What to work on: The records that follow should be copied in full, exactly as they read.

Source material:
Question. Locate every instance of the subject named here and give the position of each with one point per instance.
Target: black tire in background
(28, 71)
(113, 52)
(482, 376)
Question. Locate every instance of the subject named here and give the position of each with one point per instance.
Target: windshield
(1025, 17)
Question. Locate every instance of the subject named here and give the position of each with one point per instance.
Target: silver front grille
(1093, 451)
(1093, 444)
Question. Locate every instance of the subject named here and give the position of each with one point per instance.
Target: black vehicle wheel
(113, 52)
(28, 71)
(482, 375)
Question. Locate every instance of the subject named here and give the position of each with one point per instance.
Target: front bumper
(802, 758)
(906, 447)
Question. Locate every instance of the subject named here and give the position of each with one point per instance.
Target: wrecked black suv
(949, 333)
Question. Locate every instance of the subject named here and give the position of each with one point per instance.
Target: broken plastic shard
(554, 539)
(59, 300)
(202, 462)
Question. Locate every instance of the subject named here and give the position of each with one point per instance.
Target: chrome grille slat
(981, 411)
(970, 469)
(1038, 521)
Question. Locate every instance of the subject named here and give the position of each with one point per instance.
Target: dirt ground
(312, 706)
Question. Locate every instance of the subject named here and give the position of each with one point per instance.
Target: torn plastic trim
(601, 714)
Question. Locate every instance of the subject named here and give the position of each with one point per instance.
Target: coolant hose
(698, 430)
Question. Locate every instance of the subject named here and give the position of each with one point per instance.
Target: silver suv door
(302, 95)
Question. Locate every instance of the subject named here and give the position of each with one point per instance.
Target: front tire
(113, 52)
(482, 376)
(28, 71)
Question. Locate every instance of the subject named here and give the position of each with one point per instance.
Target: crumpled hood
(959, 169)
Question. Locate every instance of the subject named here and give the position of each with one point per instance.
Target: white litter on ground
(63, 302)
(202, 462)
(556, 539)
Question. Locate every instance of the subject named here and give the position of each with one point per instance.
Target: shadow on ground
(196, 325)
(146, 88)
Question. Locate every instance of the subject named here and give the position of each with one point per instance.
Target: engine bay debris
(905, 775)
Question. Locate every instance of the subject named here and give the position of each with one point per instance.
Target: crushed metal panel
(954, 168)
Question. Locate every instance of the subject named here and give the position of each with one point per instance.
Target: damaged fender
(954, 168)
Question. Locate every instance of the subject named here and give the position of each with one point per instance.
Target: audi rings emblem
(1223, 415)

Your response:
Question. Locate every instance of the subject named here and give the position of each with one point per instance.
Target: black tire in background
(28, 71)
(113, 52)
(482, 376)
Question. Locate every instance of the subject named here and give the position of each with one point per instance.
Target: windshield
(1025, 17)
Question. Locate every instance of the subject named here and give the position of each with one point per instance.
Target: silver front grille
(1093, 451)
(1093, 444)
Question. Locate every instance of the subject named here and give the position of each with one point per instance.
Target: black vehicle wheel
(113, 52)
(28, 71)
(482, 375)
Question. Locate every instance of the subject named here and give the position of each with one point per instance.
Target: front bumper
(802, 758)
(906, 447)
Question. Locate every instance of the subject named here and give the position of each with one point per instance.
Target: wrecked black suv
(949, 333)
Question. Locate every instance of the subject named here and give the position of each with one point per instance.
Target: broken plastic shard
(554, 539)
(59, 300)
(202, 462)
Question. Locate every instance of the subject named here and give the position of each with one point per instance.
Target: chrome grille slat
(981, 411)
(970, 469)
(1038, 521)
Question. Locate every instance of the subject named here and give the position of each with one point per instance.
Target: dirt ground
(312, 706)
Question. Locate every instance of the subject named here and give the position of each with one point per instance.
Target: torn plastic trim
(601, 714)
Question. Locate every instance of the subject named here and give the position of each with one point per instance.
Target: coolant hose
(698, 430)
Question. Locate every instance of the subject named here and give the position of each with one point per instance.
Target: silver suv door
(302, 95)
Question. Locate every instance of the subject named here and give the position of each with one point per instance.
Target: front tire
(113, 52)
(482, 376)
(28, 71)
Question. Locate every instance of the subject named here and give the position of each with one point per instance.
Target: crumpled hood
(959, 169)
Question. Locate every instance of the subject named here and give the position of each with one point per instance.
Target: white litter on ground
(63, 302)
(202, 462)
(556, 539)
Question. Locate every instance of the subject named here and give the position of each with one point per instance.
Target: shadow on ground
(196, 325)
(146, 88)
Question. Locate every instance of the subject named here and give the position of each with one point per instance.
Target: engine bay debris
(905, 775)
Question. Locate every instance of the subject named here and give the position of each with one point per instance.
Target: crushed metal panel
(954, 168)
Question. Locate every instance of the subject named here and give the position of each with one point per instance.
Target: damaged fender
(954, 168)
Question. Locate every instance of the subject named here and give the position of each with one point per instance.
Target: audi rings emblem
(1223, 415)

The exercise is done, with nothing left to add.